Information given:

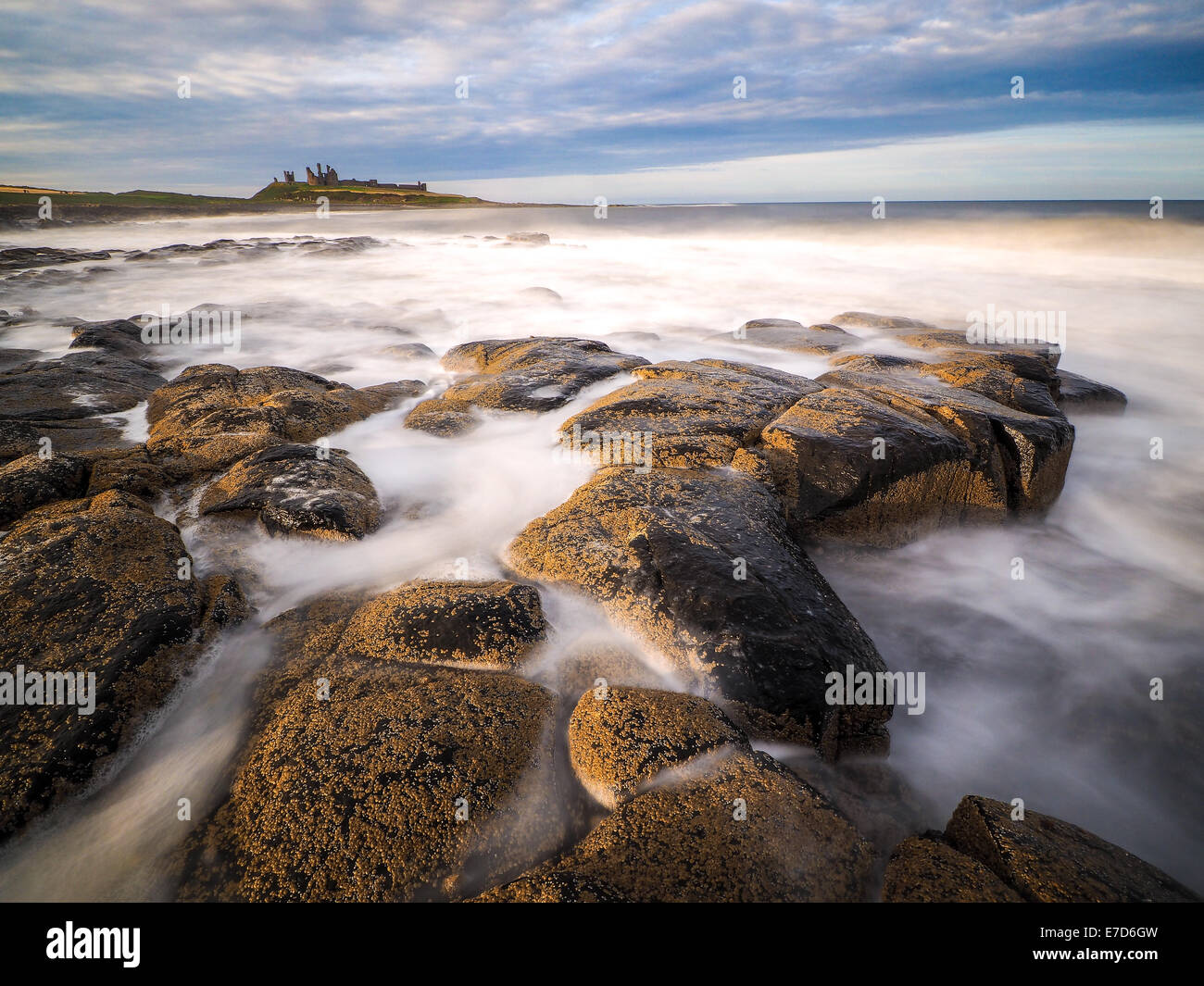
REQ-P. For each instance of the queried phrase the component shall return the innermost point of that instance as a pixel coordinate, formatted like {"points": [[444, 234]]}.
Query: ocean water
{"points": [[1035, 689]]}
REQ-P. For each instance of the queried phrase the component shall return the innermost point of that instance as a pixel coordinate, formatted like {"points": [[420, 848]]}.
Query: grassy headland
{"points": [[20, 206]]}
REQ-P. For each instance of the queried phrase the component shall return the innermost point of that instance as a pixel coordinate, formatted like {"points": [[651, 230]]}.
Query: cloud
{"points": [[558, 87]]}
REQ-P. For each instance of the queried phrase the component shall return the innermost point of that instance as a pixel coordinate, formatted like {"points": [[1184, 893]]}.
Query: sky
{"points": [[641, 101]]}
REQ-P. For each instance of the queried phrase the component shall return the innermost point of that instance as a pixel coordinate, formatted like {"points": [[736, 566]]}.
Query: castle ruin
{"points": [[329, 179]]}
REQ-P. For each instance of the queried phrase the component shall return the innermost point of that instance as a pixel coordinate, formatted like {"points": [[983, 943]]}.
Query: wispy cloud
{"points": [[560, 87]]}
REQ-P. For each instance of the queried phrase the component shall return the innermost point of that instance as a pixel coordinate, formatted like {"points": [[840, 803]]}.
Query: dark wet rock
{"points": [[61, 401], [743, 829], [1018, 381], [663, 553], [129, 469], [536, 373], [31, 481], [1080, 393], [891, 450], [542, 293], [1026, 454], [1047, 860], [442, 417], [297, 489], [621, 738], [76, 385], [593, 662], [408, 782], [925, 869], [22, 257], [10, 357], [552, 888], [923, 335], [93, 586], [683, 414], [870, 320], [410, 351], [492, 624], [835, 483], [120, 336], [793, 336], [213, 414]]}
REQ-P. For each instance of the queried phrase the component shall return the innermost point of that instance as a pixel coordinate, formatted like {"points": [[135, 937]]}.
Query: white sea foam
{"points": [[1036, 689]]}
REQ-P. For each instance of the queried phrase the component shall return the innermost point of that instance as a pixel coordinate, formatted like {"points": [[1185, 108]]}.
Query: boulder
{"points": [[442, 417], [853, 468], [536, 373], [1026, 454], [1051, 861], [489, 624], [1080, 395], [31, 481], [793, 336], [621, 738], [683, 414], [121, 337], [408, 782], [297, 489], [739, 830], [92, 588], [702, 565], [212, 414], [925, 869]]}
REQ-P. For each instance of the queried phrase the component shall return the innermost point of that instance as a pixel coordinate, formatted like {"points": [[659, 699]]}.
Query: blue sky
{"points": [[629, 100]]}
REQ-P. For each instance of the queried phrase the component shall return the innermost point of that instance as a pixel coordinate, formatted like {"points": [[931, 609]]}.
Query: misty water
{"points": [[1035, 688]]}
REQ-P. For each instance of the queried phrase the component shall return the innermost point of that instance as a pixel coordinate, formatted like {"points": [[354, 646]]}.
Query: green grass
{"points": [[299, 192]]}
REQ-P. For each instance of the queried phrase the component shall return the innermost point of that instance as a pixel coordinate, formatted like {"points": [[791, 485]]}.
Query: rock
{"points": [[73, 387], [442, 417], [1016, 381], [838, 483], [923, 335], [212, 414], [683, 414], [927, 870], [357, 797], [542, 293], [662, 554], [31, 481], [492, 624], [22, 257], [789, 335], [410, 351], [593, 658], [64, 400], [120, 336], [746, 830], [11, 357], [1023, 454], [553, 889], [92, 586], [131, 471], [621, 738], [1051, 861], [870, 320], [1082, 393], [536, 373], [299, 490]]}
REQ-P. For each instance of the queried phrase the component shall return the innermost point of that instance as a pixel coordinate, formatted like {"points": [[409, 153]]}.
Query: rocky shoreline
{"points": [[414, 743]]}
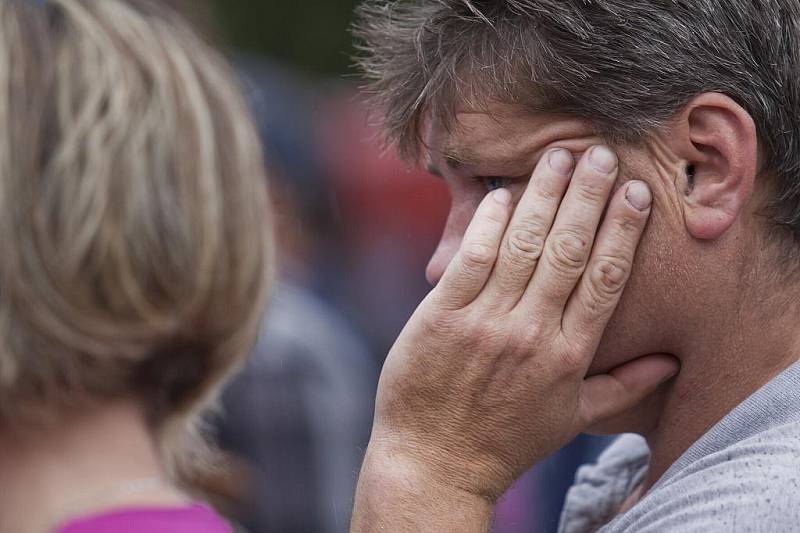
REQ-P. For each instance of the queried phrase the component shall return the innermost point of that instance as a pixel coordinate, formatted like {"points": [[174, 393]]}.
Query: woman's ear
{"points": [[718, 140]]}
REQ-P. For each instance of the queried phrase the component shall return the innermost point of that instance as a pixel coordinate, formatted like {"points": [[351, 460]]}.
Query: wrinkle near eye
{"points": [[492, 183]]}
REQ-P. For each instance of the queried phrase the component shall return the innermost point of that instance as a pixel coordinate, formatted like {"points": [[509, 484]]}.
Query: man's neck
{"points": [[81, 465], [714, 379]]}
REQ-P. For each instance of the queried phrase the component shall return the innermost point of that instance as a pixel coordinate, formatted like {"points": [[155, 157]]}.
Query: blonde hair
{"points": [[135, 254]]}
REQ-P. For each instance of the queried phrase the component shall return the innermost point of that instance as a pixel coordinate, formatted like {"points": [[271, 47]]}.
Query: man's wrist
{"points": [[399, 493]]}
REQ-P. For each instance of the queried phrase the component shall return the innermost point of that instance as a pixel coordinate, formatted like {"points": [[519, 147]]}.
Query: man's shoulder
{"points": [[751, 485]]}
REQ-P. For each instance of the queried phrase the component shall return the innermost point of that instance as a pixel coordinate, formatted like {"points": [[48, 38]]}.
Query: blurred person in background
{"points": [[300, 412], [135, 265]]}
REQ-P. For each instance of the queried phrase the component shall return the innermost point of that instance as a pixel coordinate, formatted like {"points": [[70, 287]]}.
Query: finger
{"points": [[468, 271], [609, 395], [533, 217], [569, 243], [598, 293]]}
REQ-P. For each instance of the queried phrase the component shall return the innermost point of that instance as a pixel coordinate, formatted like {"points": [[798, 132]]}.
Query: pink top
{"points": [[191, 519]]}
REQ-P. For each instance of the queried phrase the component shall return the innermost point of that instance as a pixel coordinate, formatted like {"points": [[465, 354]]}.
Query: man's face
{"points": [[486, 151]]}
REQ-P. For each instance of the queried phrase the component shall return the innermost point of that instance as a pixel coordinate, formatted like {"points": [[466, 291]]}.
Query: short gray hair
{"points": [[626, 65]]}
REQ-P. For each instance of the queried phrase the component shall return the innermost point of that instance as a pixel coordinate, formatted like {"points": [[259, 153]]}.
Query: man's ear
{"points": [[718, 140]]}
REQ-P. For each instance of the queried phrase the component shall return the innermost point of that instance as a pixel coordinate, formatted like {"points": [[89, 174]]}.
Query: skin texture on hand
{"points": [[489, 375]]}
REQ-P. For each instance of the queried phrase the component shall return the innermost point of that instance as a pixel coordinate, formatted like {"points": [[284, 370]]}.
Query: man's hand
{"points": [[489, 375]]}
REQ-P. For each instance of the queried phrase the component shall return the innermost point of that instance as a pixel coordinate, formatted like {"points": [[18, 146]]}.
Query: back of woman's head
{"points": [[132, 222]]}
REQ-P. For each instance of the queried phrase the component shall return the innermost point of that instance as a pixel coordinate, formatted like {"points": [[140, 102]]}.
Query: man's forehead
{"points": [[475, 136], [499, 138]]}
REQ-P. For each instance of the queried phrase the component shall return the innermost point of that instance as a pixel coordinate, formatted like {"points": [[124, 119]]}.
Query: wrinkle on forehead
{"points": [[482, 138]]}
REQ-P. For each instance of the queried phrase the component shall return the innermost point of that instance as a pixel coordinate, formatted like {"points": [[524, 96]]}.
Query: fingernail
{"points": [[603, 159], [639, 195], [502, 196], [561, 161]]}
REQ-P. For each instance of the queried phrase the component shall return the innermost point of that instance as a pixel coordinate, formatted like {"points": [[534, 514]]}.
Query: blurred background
{"points": [[355, 230]]}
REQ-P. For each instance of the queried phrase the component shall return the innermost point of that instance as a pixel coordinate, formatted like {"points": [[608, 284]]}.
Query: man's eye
{"points": [[492, 183]]}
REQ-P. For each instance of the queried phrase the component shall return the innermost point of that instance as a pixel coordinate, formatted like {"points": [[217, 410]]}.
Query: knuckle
{"points": [[526, 244], [608, 276], [568, 250], [478, 256], [570, 364], [592, 192]]}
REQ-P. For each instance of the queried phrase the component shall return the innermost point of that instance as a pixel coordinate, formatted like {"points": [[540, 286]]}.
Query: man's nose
{"points": [[444, 253]]}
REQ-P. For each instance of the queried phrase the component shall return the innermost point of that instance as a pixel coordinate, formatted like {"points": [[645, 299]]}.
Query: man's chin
{"points": [[643, 418]]}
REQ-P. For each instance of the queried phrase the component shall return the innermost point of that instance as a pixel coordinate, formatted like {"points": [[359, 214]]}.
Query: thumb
{"points": [[607, 395]]}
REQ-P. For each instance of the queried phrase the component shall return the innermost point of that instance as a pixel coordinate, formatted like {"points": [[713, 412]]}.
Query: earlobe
{"points": [[720, 144]]}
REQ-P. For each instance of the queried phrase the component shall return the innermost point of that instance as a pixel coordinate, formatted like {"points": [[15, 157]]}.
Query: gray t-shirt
{"points": [[743, 475]]}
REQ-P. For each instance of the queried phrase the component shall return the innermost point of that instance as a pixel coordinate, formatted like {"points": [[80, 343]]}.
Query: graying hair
{"points": [[626, 65]]}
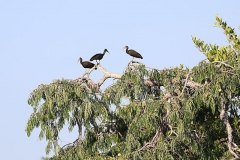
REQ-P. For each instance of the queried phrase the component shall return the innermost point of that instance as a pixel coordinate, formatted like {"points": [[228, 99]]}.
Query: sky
{"points": [[42, 40]]}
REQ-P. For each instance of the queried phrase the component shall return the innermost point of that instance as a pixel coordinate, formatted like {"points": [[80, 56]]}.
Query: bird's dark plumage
{"points": [[99, 56], [133, 53], [86, 64]]}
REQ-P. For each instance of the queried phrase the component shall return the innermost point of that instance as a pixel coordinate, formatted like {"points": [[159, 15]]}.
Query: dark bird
{"points": [[133, 53], [86, 64], [99, 56]]}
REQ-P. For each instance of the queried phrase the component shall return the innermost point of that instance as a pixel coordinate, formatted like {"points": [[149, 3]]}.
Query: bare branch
{"points": [[224, 118], [222, 63], [186, 80]]}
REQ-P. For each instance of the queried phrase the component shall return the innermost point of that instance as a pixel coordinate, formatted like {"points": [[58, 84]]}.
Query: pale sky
{"points": [[42, 40]]}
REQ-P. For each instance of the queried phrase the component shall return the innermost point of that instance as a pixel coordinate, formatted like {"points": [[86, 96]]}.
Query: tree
{"points": [[175, 113]]}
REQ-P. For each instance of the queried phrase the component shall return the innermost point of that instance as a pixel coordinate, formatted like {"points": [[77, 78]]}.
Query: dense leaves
{"points": [[174, 113]]}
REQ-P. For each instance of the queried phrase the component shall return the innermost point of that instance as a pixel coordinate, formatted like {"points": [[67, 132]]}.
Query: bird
{"points": [[99, 56], [86, 64], [133, 53]]}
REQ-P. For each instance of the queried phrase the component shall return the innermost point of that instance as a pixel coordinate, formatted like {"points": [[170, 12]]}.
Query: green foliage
{"points": [[178, 117]]}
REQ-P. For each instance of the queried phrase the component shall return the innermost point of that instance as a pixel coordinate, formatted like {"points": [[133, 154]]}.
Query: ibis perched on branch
{"points": [[99, 56], [132, 53], [86, 64]]}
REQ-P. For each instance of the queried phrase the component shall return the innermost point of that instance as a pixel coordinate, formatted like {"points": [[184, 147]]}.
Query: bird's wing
{"points": [[93, 57]]}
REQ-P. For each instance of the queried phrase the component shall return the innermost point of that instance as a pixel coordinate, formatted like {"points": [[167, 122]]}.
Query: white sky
{"points": [[42, 40]]}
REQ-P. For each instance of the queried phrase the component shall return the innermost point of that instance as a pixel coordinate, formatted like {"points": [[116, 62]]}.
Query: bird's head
{"points": [[105, 50], [126, 47], [79, 60]]}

Aim of the exercise: Count how many lines of the listing above contain the string "water". Reply with only that number.

Solution for this task: 2